→ **Set of tasks**:
1. From the hyperlink-extraction exercise, print the passage from "Here's the basic" up to and including "would be: http://ist256.github.io.".
2. Answer these questions using the hyperlink-extraction exercise:
(a) How many webpage files does it say can be tried with the program?
(b) What token should the program look for in the text of the file?
(c) Which technique will be used to solve the problem?
3. Write the next part of the hyperlink-extraction exercise, continuing after its final sentence.

## Start Document segment

Now You Code 0: Extracting Hyperlinks from a Webpage

Let's write a program which extracts the hyperlinks from a Webpage. There are 3 webpage files you can try with this program:

file = 'NYC0-httpbin-org.html'
file = 'NYC0-ischool-website.html'
file = 'NYC0-wikipedia-President-of-the-United-States.html'

Here's the basic strategy: you should be looking for the following token in the text of the file <a href=" when you find this token the link is all characters until the second " character.

For example: <a href="http://ist256.github.io"> the Hyperlink would be: http://ist256.github.io.

We will use the problem simplification technique to solve this problem. It works by solving a simpler problem then taking what you've learned to solve a more complicated problem.

## End Document segment
## Start Given records

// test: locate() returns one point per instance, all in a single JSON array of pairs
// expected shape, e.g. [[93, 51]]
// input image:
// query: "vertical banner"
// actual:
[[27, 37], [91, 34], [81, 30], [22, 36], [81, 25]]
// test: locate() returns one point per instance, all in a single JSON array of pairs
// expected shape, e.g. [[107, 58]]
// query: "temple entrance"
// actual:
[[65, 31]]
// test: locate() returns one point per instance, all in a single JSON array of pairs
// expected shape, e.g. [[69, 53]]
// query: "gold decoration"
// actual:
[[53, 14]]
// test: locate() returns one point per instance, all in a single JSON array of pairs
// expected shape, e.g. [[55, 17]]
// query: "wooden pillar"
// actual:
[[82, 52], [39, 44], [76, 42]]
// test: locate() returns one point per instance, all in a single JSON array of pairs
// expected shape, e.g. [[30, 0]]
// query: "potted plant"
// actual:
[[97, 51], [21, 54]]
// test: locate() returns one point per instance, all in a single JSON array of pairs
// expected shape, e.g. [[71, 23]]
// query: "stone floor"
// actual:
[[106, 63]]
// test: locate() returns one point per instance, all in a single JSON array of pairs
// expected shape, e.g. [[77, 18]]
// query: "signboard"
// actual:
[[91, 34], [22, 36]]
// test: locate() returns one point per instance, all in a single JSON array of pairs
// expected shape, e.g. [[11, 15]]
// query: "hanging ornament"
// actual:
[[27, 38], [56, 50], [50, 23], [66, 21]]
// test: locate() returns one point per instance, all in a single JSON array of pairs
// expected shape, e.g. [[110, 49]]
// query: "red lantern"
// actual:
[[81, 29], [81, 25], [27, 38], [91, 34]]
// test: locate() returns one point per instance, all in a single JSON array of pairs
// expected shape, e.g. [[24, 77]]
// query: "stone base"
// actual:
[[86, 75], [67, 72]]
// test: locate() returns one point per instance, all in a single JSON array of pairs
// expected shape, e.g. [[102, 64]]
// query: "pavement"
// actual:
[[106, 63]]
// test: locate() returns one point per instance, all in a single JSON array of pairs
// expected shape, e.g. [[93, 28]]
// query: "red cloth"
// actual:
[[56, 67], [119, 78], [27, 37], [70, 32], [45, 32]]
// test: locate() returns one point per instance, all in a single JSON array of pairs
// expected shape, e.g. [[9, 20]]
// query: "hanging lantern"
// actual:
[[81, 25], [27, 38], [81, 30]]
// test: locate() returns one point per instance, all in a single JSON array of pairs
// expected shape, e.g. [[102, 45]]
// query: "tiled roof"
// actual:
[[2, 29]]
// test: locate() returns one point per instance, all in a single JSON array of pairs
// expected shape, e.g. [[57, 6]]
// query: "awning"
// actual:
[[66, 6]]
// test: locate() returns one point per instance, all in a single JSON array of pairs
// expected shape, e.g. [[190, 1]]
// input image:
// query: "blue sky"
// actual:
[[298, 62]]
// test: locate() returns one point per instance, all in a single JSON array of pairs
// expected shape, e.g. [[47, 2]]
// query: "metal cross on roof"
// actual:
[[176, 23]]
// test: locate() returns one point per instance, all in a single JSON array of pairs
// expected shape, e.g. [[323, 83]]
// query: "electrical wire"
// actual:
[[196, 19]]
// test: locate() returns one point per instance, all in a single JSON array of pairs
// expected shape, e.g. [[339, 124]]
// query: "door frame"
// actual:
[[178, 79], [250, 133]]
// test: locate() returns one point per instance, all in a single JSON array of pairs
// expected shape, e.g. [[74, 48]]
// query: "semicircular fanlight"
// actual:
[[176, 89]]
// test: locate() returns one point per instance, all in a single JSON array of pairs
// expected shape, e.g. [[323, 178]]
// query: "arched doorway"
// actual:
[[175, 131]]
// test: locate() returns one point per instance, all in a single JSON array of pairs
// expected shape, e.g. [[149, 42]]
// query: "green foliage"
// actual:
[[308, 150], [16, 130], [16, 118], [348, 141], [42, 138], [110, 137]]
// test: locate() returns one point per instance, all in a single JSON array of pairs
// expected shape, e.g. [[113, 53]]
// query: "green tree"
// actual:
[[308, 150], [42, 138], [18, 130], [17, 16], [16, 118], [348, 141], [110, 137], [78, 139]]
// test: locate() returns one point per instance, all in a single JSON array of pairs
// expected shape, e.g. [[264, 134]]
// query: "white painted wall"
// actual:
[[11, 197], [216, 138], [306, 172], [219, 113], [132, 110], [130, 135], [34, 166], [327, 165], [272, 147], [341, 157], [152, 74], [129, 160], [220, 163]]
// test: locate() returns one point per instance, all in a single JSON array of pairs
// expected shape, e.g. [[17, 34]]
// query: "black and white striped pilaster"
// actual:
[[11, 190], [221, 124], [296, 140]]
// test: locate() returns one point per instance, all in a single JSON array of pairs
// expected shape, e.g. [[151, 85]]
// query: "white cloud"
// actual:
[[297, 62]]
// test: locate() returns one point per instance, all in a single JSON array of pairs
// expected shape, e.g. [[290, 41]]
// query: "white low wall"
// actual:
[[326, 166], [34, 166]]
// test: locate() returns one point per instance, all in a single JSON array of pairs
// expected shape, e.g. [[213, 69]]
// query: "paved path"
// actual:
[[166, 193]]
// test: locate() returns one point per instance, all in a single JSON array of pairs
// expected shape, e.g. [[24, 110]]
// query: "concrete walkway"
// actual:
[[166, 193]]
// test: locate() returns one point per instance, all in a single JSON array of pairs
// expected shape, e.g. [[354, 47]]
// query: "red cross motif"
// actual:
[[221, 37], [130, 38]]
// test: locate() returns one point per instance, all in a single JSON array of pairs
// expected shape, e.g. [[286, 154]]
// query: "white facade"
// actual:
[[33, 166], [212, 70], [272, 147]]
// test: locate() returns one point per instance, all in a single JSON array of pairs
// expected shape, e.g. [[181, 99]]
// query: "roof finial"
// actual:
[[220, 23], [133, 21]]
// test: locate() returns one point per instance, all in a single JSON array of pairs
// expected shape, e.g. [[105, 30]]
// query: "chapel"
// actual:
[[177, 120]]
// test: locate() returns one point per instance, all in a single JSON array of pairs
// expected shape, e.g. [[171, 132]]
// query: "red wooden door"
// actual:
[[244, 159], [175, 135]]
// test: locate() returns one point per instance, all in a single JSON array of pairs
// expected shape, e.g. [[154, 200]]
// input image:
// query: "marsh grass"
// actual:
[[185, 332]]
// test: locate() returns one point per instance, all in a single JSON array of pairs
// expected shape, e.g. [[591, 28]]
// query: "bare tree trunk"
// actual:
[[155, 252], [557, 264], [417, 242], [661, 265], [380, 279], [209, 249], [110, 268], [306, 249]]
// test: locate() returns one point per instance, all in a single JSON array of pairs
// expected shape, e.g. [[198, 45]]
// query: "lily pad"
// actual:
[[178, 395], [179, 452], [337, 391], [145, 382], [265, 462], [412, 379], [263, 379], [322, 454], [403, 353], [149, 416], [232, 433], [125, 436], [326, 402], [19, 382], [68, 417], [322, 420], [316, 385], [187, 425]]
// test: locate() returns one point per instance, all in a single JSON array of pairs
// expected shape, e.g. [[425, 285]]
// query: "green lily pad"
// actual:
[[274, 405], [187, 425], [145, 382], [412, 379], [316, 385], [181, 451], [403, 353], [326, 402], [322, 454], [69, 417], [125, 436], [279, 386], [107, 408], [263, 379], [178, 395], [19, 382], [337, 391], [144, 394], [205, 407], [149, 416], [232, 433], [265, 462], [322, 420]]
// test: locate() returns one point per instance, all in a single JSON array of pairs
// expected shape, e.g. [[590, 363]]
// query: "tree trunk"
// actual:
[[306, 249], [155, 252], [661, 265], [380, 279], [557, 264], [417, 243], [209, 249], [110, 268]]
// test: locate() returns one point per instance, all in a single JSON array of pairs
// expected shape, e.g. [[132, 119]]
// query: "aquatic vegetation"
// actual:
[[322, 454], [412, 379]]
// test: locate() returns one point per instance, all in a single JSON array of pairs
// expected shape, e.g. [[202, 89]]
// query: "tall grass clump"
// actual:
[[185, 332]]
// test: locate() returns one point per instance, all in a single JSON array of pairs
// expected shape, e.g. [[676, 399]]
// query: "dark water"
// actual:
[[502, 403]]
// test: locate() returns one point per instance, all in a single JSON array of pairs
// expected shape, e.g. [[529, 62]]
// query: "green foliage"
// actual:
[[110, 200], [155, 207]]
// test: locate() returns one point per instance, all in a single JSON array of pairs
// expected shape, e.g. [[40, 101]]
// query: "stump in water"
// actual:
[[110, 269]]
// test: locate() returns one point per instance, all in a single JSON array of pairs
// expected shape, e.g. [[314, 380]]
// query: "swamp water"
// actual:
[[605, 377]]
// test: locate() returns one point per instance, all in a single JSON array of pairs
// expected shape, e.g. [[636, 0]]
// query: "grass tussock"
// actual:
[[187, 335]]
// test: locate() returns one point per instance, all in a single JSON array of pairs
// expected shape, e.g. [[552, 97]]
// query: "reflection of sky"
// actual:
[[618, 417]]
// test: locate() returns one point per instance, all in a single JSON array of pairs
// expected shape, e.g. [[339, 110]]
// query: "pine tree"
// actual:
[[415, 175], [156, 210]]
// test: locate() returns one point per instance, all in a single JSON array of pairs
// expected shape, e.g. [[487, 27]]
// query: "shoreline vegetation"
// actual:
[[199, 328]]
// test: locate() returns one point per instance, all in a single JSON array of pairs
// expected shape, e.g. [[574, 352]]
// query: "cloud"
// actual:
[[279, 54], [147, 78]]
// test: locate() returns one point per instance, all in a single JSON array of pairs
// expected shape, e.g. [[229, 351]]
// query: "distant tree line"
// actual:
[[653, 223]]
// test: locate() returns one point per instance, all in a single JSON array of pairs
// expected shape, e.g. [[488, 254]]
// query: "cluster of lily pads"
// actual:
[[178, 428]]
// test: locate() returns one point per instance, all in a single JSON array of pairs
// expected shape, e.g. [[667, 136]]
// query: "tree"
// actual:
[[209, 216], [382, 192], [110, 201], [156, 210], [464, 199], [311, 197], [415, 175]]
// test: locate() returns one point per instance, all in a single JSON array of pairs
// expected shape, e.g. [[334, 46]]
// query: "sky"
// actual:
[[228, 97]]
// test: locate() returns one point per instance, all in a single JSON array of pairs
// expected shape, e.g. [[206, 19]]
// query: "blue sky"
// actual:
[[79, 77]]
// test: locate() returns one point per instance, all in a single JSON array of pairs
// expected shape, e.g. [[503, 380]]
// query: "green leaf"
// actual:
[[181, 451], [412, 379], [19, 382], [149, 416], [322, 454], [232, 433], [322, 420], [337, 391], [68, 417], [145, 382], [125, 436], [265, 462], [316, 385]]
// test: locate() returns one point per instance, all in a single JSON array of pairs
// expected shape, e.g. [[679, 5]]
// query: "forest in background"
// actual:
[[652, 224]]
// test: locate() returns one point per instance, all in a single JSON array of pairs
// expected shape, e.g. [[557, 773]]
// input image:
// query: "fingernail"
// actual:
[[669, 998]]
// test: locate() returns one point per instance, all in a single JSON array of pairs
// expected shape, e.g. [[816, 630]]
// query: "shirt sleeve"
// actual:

## End Given records

→ **Answers to each task**:
1.
Here's the basic strategy: you should be looking for the following token in the text of the file <a href=" when you find this token the link is all characters until the second " character.

For example: <a href="http://ist256.github.io"> the Hyperlink would be: http://ist256.github.io.

2.
(a) Three webpage files.
(b) The token <a href="
(c) The problem simplification technique.

3.
  1. Try to extract http://ist256.github.io from the string <a href="http://ist256.github.io"> in Python code
  2. Then read in the file = 'NYC0-httpbin-org.html' text file into a variable, and use the same code in step 1. to extract the first Hyperlink in the text. For file = 'NYC0-httpbin-org.html' It will be https://github.com/requests/httpbin
  3. Finally try to figure out how to use a loop to extract all the urls in the string text you read from the file. For file = 'NYC0-httpbin-org.html' you should get these Hyperlinks: https://github.com/requests/httpbin, https://kennethreitz.org, mailto:me@kennethreitz.org, /forms/post

A little HTML primer - there are 4 types of hyperlinks you will see:

  • those which begin with http are external links to other pages off site.
  • those which begin with mailto are links to email addresses
  • those which begin with a / are internal links other pages on the same website
  • those which begin with a # are internal links to places on the same page

Anything else is not a link and you're probably extracting incorrectly.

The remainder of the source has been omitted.